:: AIM OF THE TASK ::
Copy every record below, exactly as written.

:: RAW RECORDS ::

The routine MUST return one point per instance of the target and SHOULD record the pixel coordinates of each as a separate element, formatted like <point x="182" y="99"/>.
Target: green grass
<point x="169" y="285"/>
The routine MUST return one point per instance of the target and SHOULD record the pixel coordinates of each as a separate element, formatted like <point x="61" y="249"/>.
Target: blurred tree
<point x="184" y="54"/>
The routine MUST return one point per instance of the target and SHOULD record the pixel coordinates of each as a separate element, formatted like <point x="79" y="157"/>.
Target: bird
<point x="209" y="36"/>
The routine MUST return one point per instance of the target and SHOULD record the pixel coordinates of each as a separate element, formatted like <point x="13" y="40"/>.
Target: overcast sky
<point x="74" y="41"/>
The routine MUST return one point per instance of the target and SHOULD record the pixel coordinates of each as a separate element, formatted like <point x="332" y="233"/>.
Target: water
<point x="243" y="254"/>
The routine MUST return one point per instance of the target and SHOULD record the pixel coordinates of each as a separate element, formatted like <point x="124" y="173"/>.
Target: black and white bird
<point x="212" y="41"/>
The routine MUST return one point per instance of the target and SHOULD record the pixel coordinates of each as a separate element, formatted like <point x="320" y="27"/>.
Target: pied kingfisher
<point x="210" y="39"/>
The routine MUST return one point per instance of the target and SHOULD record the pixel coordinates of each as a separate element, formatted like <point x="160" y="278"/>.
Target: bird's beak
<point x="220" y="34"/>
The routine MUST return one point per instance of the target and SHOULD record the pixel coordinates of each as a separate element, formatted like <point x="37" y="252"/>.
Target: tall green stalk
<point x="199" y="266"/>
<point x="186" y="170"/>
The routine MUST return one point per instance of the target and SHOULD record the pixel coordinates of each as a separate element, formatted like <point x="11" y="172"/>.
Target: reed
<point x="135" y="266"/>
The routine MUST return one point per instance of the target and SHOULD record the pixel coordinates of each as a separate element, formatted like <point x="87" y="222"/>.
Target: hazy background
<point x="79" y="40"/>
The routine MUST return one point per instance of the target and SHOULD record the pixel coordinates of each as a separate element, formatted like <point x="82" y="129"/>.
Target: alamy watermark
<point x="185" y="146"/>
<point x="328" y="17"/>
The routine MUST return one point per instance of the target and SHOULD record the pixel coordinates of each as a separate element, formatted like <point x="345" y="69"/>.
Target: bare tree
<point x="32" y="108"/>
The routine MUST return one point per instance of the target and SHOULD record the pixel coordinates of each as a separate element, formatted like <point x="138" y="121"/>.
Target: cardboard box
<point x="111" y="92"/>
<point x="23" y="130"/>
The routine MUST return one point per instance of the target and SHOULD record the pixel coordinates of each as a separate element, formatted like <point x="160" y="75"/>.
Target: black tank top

:: REPLY ::
The routine MUST return one point per instance of the target and SHOULD record the pixel coordinates of each as a separate element, formatted like <point x="182" y="99"/>.
Target: green grass
<point x="169" y="285"/>
The routine MUST return one point per instance of the target and SHOULD record the pixel coordinates of each as a separate element, formatted like <point x="61" y="249"/>.
Target: blurred tree
<point x="184" y="54"/>
The routine MUST return one point per instance of the target and SHOULD record the pixel coordinates of each as a separate element, formatted like <point x="79" y="157"/>.
Target: bird
<point x="209" y="36"/>
The routine MUST return one point per instance of the target and SHOULD record the pixel coordinates of each as a separate element, formatted like <point x="13" y="40"/>.
Target: overcast sky
<point x="74" y="41"/>
The routine MUST return one point per instance of the target and SHOULD record the pixel coordinates of each as a separate element, formatted like <point x="332" y="233"/>.
Target: water
<point x="243" y="254"/>
The routine MUST return one point per instance of the target and SHOULD record the pixel coordinates of each as a separate element, formatted like <point x="124" y="173"/>.
Target: black and white bird
<point x="212" y="41"/>
The routine MUST return one point per instance of the target and SHOULD record the pixel coordinates of each as a separate element, formatted like <point x="320" y="27"/>.
Target: pied kingfisher
<point x="210" y="39"/>
The routine MUST return one point per instance of the target and SHOULD record the pixel coordinates of each as a separate element, formatted like <point x="160" y="278"/>.
Target: bird's beak
<point x="220" y="34"/>
The routine MUST return one point per instance of the target and SHOULD record the pixel coordinates of each as a separate element, formatted like <point x="37" y="252"/>.
Target: tall green stalk
<point x="199" y="266"/>
<point x="186" y="170"/>
The routine MUST return one point per instance of the target and SHOULD record the pixel coordinates of each as a separate element, formatted like <point x="11" y="172"/>.
Target: reed
<point x="135" y="266"/>
The routine MUST return one point per instance of the target and SHOULD record the pixel coordinates of each as a separate element, formatted like <point x="87" y="222"/>.
Target: hazy background
<point x="79" y="40"/>
The routine MUST return one point per instance of the target and SHOULD record the pixel coordinates of each as a separate element, formatted like <point x="82" y="129"/>.
Target: alamy watermark
<point x="185" y="146"/>
<point x="328" y="17"/>
The routine MUST return one point per instance of the target and SHOULD record the pixel coordinates of each as a separate element, formatted like <point x="345" y="69"/>.
Target: bare tree
<point x="32" y="108"/>
The routine MUST return one point per instance of the target and SHOULD record the pixel coordinates of each as a separate element, formatted like <point x="138" y="121"/>.
Target: cardboard box
<point x="111" y="92"/>
<point x="23" y="130"/>
The routine MUST return one point per instance of the target and SHOULD record the pixel coordinates of each as a separate element, formatted like <point x="160" y="75"/>.
Target: black tank top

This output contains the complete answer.